▶ _Problem to solve_
Revise everything from "If you could point out the woman's face" down to "Target: woman's face" by putting "very helpful" wherever "most helpful" appears, and leave all else unchanged.

▶ _Dataset_
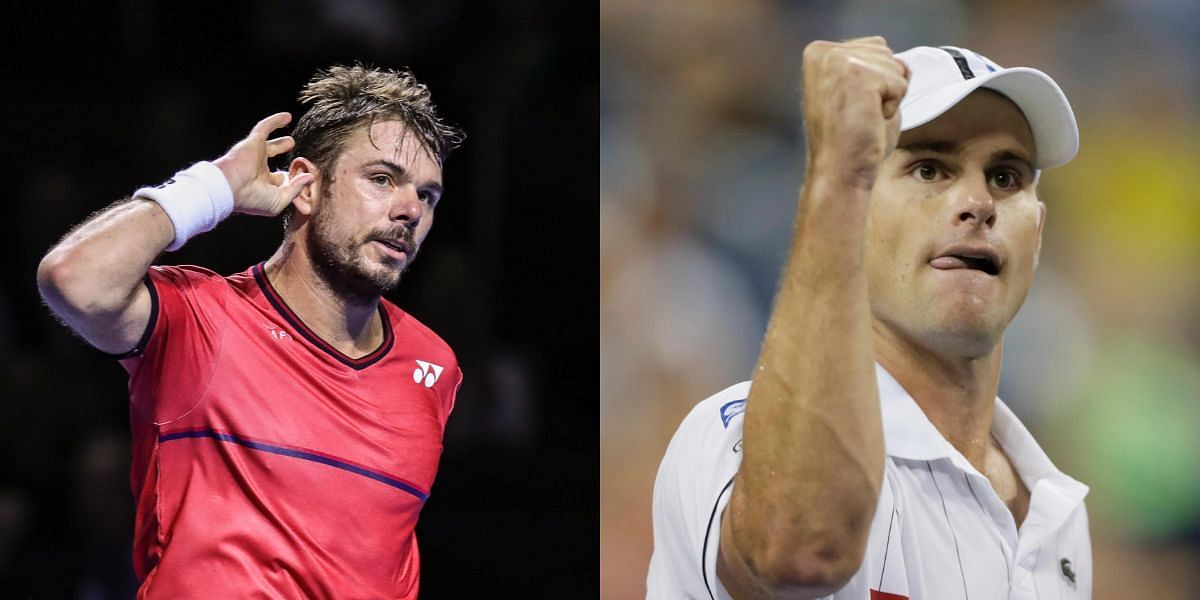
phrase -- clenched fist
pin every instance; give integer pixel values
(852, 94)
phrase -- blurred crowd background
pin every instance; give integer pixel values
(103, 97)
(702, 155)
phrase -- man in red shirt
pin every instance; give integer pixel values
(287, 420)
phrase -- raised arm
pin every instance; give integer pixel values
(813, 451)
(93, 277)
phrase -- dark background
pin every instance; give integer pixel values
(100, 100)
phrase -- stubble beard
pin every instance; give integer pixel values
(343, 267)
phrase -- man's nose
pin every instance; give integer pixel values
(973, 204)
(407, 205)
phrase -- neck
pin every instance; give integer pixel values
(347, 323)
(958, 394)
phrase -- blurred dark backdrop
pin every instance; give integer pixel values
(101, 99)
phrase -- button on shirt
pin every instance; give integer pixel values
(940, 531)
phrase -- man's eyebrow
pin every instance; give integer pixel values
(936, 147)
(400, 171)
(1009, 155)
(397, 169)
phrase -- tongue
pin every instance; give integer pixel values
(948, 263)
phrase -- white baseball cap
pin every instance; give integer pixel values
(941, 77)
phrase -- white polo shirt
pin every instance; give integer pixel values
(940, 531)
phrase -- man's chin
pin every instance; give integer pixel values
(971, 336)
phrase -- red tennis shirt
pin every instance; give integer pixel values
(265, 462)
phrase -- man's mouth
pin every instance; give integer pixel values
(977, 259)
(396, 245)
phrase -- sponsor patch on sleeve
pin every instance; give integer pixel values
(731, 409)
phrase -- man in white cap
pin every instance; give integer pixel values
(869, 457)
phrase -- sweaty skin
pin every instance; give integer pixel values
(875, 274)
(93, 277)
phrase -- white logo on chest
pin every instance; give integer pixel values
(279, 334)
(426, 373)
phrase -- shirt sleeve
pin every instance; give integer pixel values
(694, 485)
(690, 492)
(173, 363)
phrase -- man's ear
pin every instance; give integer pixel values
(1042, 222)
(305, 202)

...

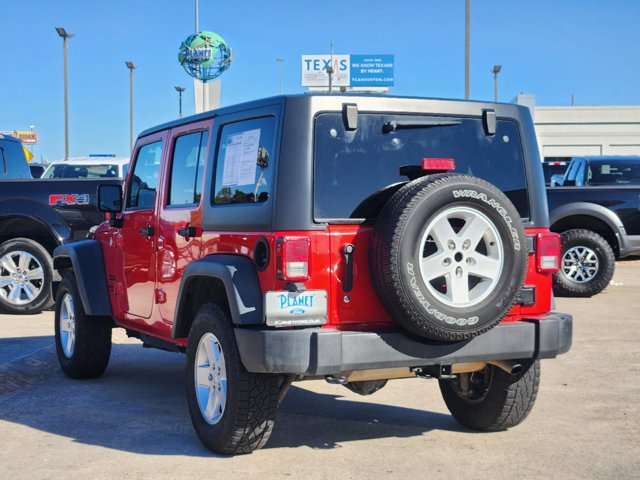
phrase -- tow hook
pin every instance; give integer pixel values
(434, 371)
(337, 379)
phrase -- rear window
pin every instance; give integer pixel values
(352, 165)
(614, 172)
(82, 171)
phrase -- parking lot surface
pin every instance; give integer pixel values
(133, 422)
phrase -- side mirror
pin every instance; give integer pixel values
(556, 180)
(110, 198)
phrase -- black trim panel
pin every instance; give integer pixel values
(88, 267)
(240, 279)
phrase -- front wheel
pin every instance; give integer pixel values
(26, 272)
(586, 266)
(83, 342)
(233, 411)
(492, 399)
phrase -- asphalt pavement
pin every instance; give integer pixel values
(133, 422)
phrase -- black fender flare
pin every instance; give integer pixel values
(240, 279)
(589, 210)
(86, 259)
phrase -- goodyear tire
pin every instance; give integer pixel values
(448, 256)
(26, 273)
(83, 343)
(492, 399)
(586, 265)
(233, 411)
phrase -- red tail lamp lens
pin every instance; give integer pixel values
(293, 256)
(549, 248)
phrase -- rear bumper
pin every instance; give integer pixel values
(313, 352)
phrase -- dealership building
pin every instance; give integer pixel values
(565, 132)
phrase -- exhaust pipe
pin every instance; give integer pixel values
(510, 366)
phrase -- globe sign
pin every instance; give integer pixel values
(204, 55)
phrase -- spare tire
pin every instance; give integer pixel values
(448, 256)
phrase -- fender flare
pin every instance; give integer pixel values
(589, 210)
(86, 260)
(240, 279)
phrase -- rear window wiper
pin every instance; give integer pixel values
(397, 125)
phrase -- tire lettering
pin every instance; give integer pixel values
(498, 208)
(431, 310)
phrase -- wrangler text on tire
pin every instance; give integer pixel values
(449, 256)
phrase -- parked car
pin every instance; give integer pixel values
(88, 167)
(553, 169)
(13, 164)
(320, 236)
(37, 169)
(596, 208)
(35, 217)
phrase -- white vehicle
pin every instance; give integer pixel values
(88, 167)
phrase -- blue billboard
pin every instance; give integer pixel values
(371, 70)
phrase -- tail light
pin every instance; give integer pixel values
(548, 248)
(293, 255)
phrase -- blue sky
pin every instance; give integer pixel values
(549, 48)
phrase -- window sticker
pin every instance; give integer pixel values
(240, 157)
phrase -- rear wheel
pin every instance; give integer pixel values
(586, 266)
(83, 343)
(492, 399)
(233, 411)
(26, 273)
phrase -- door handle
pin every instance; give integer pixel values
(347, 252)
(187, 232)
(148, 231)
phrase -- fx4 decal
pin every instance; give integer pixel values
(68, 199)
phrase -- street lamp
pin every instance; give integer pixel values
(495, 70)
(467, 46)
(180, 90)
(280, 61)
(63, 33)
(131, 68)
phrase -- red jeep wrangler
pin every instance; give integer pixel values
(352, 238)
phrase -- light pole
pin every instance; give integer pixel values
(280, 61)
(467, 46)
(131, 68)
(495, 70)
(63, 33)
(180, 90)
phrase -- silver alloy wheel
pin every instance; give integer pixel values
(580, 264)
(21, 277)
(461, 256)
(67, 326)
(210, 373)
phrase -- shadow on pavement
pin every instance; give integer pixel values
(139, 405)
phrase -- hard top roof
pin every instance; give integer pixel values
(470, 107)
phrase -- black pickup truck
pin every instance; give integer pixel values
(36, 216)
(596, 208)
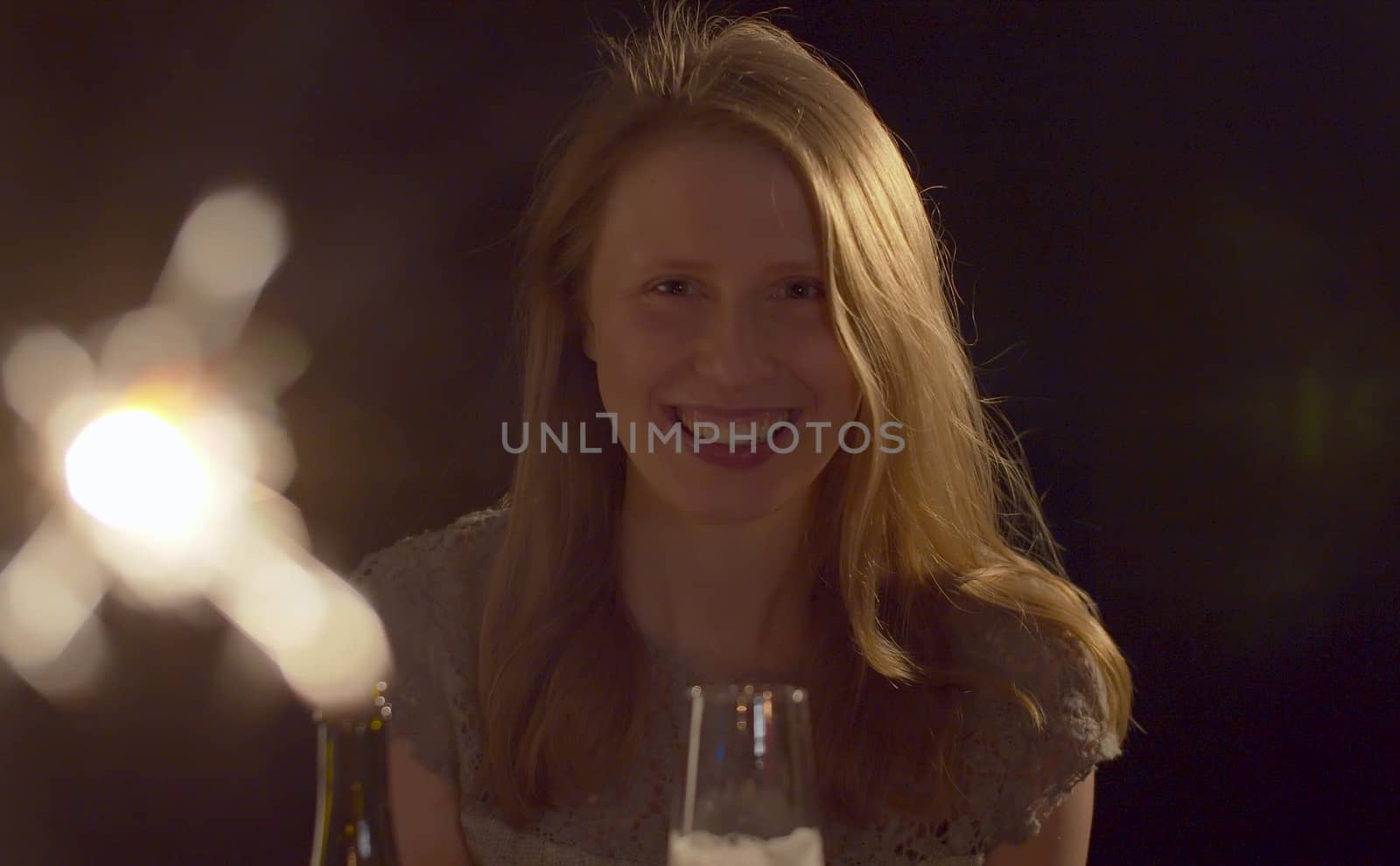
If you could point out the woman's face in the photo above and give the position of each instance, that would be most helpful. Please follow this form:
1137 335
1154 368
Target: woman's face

...

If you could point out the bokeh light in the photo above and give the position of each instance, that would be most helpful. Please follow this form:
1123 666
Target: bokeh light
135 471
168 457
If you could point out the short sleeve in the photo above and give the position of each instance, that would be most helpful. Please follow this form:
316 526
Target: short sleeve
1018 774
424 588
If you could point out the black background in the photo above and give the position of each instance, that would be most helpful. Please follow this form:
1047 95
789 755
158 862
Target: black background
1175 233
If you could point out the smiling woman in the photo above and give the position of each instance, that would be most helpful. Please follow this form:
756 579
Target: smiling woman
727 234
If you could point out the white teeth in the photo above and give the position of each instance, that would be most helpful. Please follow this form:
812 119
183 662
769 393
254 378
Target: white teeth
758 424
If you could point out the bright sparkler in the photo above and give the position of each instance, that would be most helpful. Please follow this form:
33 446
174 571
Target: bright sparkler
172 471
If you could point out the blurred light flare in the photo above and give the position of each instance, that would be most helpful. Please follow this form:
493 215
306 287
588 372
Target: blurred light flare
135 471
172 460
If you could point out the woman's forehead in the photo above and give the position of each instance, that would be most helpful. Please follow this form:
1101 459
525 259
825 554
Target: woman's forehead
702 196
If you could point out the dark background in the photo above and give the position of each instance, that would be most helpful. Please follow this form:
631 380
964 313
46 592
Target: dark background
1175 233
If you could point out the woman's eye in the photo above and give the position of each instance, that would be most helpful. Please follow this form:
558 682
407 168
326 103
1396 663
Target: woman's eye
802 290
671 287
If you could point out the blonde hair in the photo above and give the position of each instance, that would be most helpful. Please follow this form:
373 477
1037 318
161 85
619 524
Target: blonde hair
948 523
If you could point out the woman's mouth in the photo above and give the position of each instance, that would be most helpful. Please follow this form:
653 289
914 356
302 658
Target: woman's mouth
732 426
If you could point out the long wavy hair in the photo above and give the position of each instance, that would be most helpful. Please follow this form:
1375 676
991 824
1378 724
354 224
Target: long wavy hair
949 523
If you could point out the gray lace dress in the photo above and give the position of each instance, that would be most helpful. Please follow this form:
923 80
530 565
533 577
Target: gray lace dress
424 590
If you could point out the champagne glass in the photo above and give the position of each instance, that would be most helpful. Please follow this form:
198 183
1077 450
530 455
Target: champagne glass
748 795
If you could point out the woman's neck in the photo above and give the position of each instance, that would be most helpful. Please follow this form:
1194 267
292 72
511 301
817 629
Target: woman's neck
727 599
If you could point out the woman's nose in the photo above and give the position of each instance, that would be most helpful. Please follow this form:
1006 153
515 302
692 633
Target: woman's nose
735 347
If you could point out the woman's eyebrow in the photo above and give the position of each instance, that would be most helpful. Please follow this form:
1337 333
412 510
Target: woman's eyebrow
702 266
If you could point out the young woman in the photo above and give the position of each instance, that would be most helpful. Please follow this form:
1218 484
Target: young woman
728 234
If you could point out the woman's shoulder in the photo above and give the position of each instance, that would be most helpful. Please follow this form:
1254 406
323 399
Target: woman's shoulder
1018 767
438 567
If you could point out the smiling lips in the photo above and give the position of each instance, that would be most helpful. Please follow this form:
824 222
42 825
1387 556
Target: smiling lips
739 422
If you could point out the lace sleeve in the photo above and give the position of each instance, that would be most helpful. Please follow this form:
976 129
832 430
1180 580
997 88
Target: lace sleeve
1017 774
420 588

▶ _Final answer_
If you could point out the woman's face in the photo above and give the position of each instance, that would be very helpful. Please follow this form:
1137 335
1154 368
Target: woman's face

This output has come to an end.